*** Provided records Section Begins ***

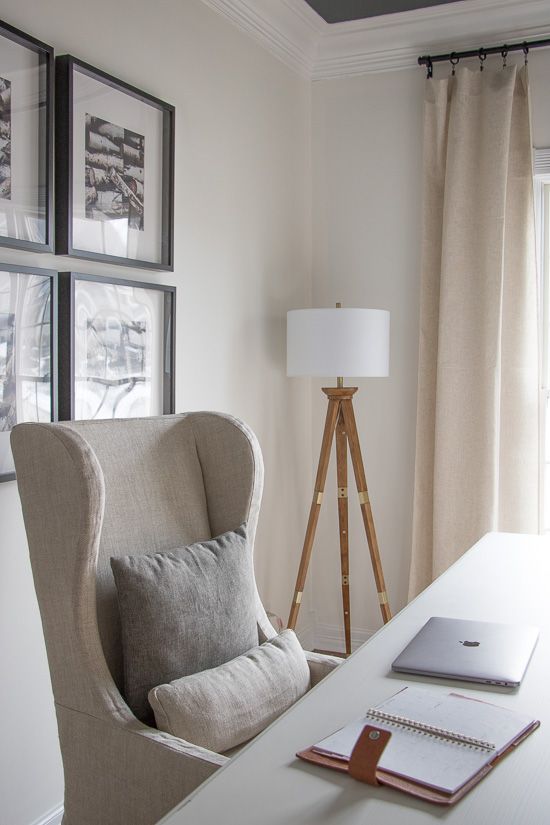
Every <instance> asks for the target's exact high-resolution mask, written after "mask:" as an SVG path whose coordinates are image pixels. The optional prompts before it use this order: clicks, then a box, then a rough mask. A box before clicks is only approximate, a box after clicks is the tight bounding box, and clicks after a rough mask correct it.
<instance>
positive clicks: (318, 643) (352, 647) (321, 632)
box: [315, 622, 374, 653]
mask: <svg viewBox="0 0 550 825" xmlns="http://www.w3.org/2000/svg"><path fill="white" fill-rule="evenodd" d="M373 633H374V630H368V629H367V628H364V627H353V628H352V631H351V649H352V651H354V650H357V648H358V647H360V646H361V645H362V644H364V642H366V641H367V639H370V637H371V636H372V635H373ZM315 647H316V648H317V649H319V650H334V651H340V652H342V653H343V652H344V651H345V648H346V641H345V636H344V628H343V627H342V626H341V625H336V624H328V623H326V622H319V623H318V624H317V628H316V632H315Z"/></svg>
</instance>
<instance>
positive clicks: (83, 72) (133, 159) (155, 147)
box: [55, 55, 175, 271]
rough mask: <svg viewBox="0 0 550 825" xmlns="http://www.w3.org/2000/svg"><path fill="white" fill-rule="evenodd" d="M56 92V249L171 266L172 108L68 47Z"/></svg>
mask: <svg viewBox="0 0 550 825" xmlns="http://www.w3.org/2000/svg"><path fill="white" fill-rule="evenodd" d="M55 94H56V178H55V181H56V244H55V251H56V253H57V254H58V255H71V256H73V257H76V258H84V259H86V260H92V261H103V262H105V263H109V264H119V265H123V266H132V267H143V268H145V269H158V270H166V271H173V269H174V151H175V150H174V145H175V144H174V136H175V108H174V107H173V106H171V105H170V104H169V103H165V102H164V101H162V100H159V99H158V98H156V97H153V96H152V95H150V94H147V93H146V92H143V91H141V90H139V89H136V88H135V87H134V86H130V85H129V84H127V83H124V82H123V81H121V80H118V79H116V78H114V77H112V76H111V75H109V74H107V73H106V72H103V71H101V70H100V69H97V68H94V67H93V66H90V65H89V64H87V63H84V62H83V61H81V60H78V59H77V58H75V57H73V56H72V55H62V56H60V57H57V58H56V89H55ZM136 124H137V125H136ZM140 124H143V125H140ZM155 170H156V174H155ZM148 204H150V205H148Z"/></svg>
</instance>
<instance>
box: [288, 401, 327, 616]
mask: <svg viewBox="0 0 550 825" xmlns="http://www.w3.org/2000/svg"><path fill="white" fill-rule="evenodd" d="M339 411H340V401H339V400H335V399H332V398H330V399H329V402H328V409H327V417H326V419H325V429H324V432H323V441H322V443H321V454H320V456H319V466H318V468H317V476H316V479H315V490H314V492H313V500H312V502H311V508H310V511H309V519H308V522H307V529H306V536H305V539H304V547H303V549H302V557H301V559H300V567H299V569H298V576H297V578H296V587H295V588H294V599H293V601H292V606H291V608H290V615H289V617H288V627H289V628H290V629H291V630H294V628H295V627H296V621H297V619H298V613H299V611H300V604H301V602H302V594H303V592H304V586H305V583H306V576H307V571H308V567H309V562H310V559H311V550H312V548H313V539H314V538H315V530H316V528H317V521H318V520H319V510H320V509H321V502H322V500H323V493H324V490H325V481H326V478H327V470H328V463H329V459H330V448H331V446H332V440H333V438H334V430H335V429H336V422H337V420H338V414H339Z"/></svg>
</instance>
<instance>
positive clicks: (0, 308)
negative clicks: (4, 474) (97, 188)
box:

*** Provided records Section Ends ***

What the exercise asks
Restate the records above in full and word for word, but do not carry over any pictures.

Task output
Every <instance> asks for the target's exact high-resolution mask, written after "mask:" as an SVG path whose coordinates are image pixels. The optional prompts before it use this order: clicks, then a box, then a rough mask. A box before clicks is only approximate, a box after clicks is the tight bounding box, and clicks after a rough mask correct it.
<instance>
positive clicks: (318, 643) (352, 647) (321, 632)
box: [315, 622, 374, 653]
mask: <svg viewBox="0 0 550 825" xmlns="http://www.w3.org/2000/svg"><path fill="white" fill-rule="evenodd" d="M373 633H374V630H368V629H367V628H364V627H353V628H352V631H351V649H352V651H354V650H357V648H358V647H360V646H361V645H362V644H364V642H366V641H367V639H370V637H371V636H372V635H373ZM315 647H316V648H317V649H319V650H334V651H340V652H342V653H343V652H344V651H345V648H346V641H345V636H344V628H343V627H342V626H341V625H336V624H328V623H326V622H319V623H318V624H317V628H316V632H315Z"/></svg>
</instance>
<instance>
positive clicks: (83, 72) (133, 159) (155, 147)
box: [55, 55, 175, 271]
rough mask: <svg viewBox="0 0 550 825" xmlns="http://www.w3.org/2000/svg"><path fill="white" fill-rule="evenodd" d="M56 92V249L171 266L172 108L68 47Z"/></svg>
mask: <svg viewBox="0 0 550 825" xmlns="http://www.w3.org/2000/svg"><path fill="white" fill-rule="evenodd" d="M55 94H56V178H55V181H56V244H55V251H56V253H57V254H58V255H71V256H73V257H76V258H84V259H86V260H92V261H103V262H105V263H109V264H119V265H123V266H132V267H143V268H145V269H158V270H166V271H173V269H174V151H175V150H174V145H175V144H174V136H175V108H174V107H173V106H171V105H170V104H169V103H165V102H164V101H162V100H159V99H158V98H156V97H153V96H152V95H150V94H147V93H146V92H143V91H141V90H139V89H136V88H135V87H134V86H130V85H129V84H127V83H124V82H123V81H121V80H118V79H116V78H114V77H112V76H111V75H109V74H107V73H106V72H103V71H101V70H100V69H97V68H94V67H93V66H90V65H89V64H87V63H84V62H83V61H81V60H78V59H77V58H75V57H73V56H72V55H62V56H60V57H57V58H56V89H55ZM136 124H137V125H136ZM140 124H143V125H140ZM155 170H156V174H155ZM148 204H150V205H148Z"/></svg>
</instance>
<instance>
box: [288, 401, 327, 616]
mask: <svg viewBox="0 0 550 825" xmlns="http://www.w3.org/2000/svg"><path fill="white" fill-rule="evenodd" d="M339 411H340V401H339V400H335V399H332V398H330V399H329V402H328V409H327V417H326V419H325V429H324V432H323V441H322V443H321V454H320V456H319V466H318V468H317V476H316V479H315V490H314V492H313V500H312V502H311V508H310V511H309V519H308V522H307V529H306V536H305V539H304V547H303V549H302V557H301V559H300V567H299V569H298V576H297V578H296V587H295V588H294V599H293V601H292V606H291V608H290V615H289V617H288V627H289V628H290V629H291V630H294V628H295V627H296V621H297V619H298V613H299V611H300V604H301V602H302V594H303V592H304V586H305V583H306V576H307V571H308V567H309V562H310V559H311V550H312V548H313V539H314V538H315V530H316V528H317V521H318V520H319V510H320V509H321V502H322V500H323V493H324V490H325V481H326V478H327V470H328V463H329V459H330V448H331V446H332V440H333V438H334V430H335V429H336V422H337V420H338V414H339Z"/></svg>
</instance>
<instance>
positive clicks: (0, 308)
negative clicks: (4, 474) (97, 188)
box:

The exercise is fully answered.